I am coming to terms with a lot but right now I need to put things on pause, step back and start building myself up again.
So if I haven’t been in touch or seem to not be doing much then I am sorry and I am also sorry for not being honest sooner. I have paused my food blogs and much of my writing and although it upsets me, it needs to be done. Just as I will be stepping away from my other duties and jobs.
I know many other people out there struggling like me and if you are one of them, then know you are not alone and you are strong no matter what you are doing.
One of the reasons why I told people was to try to help them to understand. I had cancelled plans and retreated into myself. I didn’t want to keep pretending that I was fine, I wanted people to listen when I told them I wasn’t.
It’s easy to mask sadness behind social media posts and fake smiles, but it’s so exhausting. Pretending wore me thin emotionally and I was tired of hiding. I wanted everyone to understand that even though I was working, studying and socialising, I was still not okay. It felt to me that the people close to me had a right to know what was happening, and that by talking about it, we could interact, break the silence and provide me with some space.
Suicide and mental health are hard issues to talk about, especially when struggles are affecting a loved one. But, let’s look again at that WHO statistic: someone in the world takes their own life every 40 seconds. It’s time to make mental health part of everyday conversation, no matter how upsetting it may be.
Because if we can’t, how can any of us support friends, family members or colleagues suffering from mental ill health? And when it affects us, how will we know how to talk about it?
In the weeks that followed my suicide attempt, I discovered there is no right – or wrong – way to talk about suicide. It is always a very scary thing to do. The first thing many people told me was that they were sorry, and that everything was okay. I was touched but after a while I came to realise this wasn’t what I needed. It’s not okay that I tried to take my own life, and it never will be.
I quickly realised most people had no idea what to say.
Instead, there were a few friends who asked me what I needed, met me for coffee and offered helpful advice. I felt that sharing their knowledge, positivity and experiences showed me thoughtfulness, consideration and love.
Mental illness is not as visible or easy to understand as a broken leg but it as painful and debilitating. We cannot see who is suffering but at least 1 in 4 of us will experience a form of mental illness at some point in our lives.
With the prevalence of mental ill health, it’s long overdue that we all start talking about mental illness, particularly suicide, head on. We need to start normalising the conversation and eliminating the stigma by showing and sharing our support, before it’s too late.
A recent campaign by The Samaritans in partnership with Network Rail ‘Small Talk Saves Lives’ focuses on interrupting suicidal thoughts, advising us all to ‘make small talk and you could save a life’.
Of course, preventing suicide isn’t simple but talking really helps. Someone being there goes a long way. Something as simple as going for a walk with someone, a phone call or having a coffee can be the little change that makes a whole world of difference.
Honesty, patience and understanding is key. Don’t pass judgements, just listen. If someone cannot open up to you, don’t pressure them, just calmly reassure them that you are there, and you can and will help. They will talk when they are ready.
The moment we all start to create a safe environment to discuss suicide is the moment people will stop feeling alone and start feeling comfortable. It will also be the moment we all have more confidence to tackle these issues, spot the warning signs, share resources and help one another.
It’s time to stop saying ‘I don’t know what to say’ and time to start saying ‘enough is enough’. Let’s stop suicide, not alone, but together.

* [SOURCE INFORMATION]
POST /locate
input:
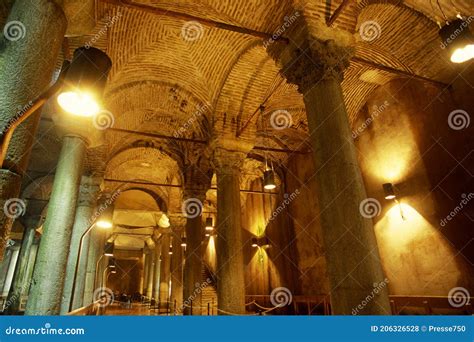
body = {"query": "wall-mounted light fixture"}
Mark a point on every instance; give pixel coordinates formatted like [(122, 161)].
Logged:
[(109, 249), (459, 41), (262, 242)]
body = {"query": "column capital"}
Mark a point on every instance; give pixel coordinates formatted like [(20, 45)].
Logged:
[(88, 191), (315, 53)]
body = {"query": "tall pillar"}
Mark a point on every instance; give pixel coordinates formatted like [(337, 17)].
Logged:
[(165, 271), (48, 277), (11, 269), (20, 283), (86, 203), (192, 274), (93, 255), (177, 271), (230, 261), (151, 270), (35, 32), (316, 65), (156, 272)]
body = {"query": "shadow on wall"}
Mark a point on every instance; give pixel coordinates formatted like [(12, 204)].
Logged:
[(417, 256)]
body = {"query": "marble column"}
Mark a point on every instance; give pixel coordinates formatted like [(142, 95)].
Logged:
[(20, 283), (177, 272), (316, 65), (85, 208), (156, 272), (151, 271), (230, 261), (96, 242), (49, 274), (192, 274), (33, 35), (165, 271)]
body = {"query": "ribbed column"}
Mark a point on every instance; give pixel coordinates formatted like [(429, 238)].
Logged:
[(230, 261), (353, 263), (30, 47), (87, 200), (49, 274), (176, 270), (165, 271), (20, 283)]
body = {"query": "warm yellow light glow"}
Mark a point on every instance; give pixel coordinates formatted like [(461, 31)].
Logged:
[(463, 54), (104, 224), (78, 103)]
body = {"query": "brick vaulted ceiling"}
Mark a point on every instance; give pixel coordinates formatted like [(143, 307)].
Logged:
[(166, 69)]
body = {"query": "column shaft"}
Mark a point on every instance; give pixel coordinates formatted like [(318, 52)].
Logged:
[(19, 283), (81, 224), (192, 274), (29, 55), (165, 271), (351, 249), (48, 277), (230, 262)]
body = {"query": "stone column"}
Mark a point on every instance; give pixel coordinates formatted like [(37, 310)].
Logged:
[(192, 274), (156, 272), (11, 269), (177, 271), (20, 283), (165, 271), (87, 200), (48, 277), (93, 255), (230, 261), (316, 65), (35, 32), (151, 270)]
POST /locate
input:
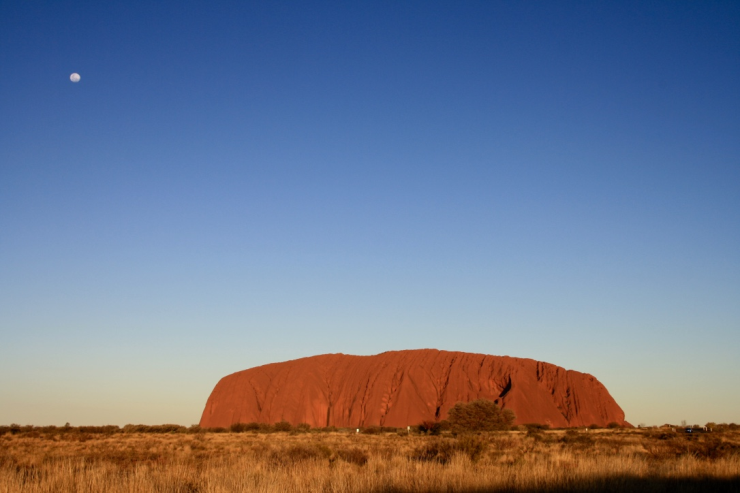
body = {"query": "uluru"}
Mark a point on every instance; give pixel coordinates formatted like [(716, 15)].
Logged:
[(401, 388)]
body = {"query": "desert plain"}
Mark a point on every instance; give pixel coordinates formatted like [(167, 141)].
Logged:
[(175, 459)]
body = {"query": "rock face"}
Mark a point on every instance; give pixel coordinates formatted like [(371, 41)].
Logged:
[(401, 388)]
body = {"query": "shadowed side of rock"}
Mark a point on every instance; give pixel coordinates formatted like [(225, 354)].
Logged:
[(400, 388)]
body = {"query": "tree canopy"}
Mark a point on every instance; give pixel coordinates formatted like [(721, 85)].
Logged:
[(479, 415)]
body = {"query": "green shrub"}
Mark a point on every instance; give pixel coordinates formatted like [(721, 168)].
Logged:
[(282, 426), (479, 415)]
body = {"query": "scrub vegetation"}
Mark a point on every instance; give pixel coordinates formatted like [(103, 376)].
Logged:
[(171, 458)]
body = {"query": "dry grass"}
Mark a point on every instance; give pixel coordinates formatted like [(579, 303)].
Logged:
[(556, 461)]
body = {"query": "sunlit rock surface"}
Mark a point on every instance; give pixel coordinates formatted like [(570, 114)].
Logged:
[(400, 388)]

* [EXERCISE DESCRIPTION] In the text about suicide and mental health, which two organizations are behind the "Small Talk Saves Lives" campaign?

* [ANSWER BELOW] The Samaritans, in partnership with Network Rail.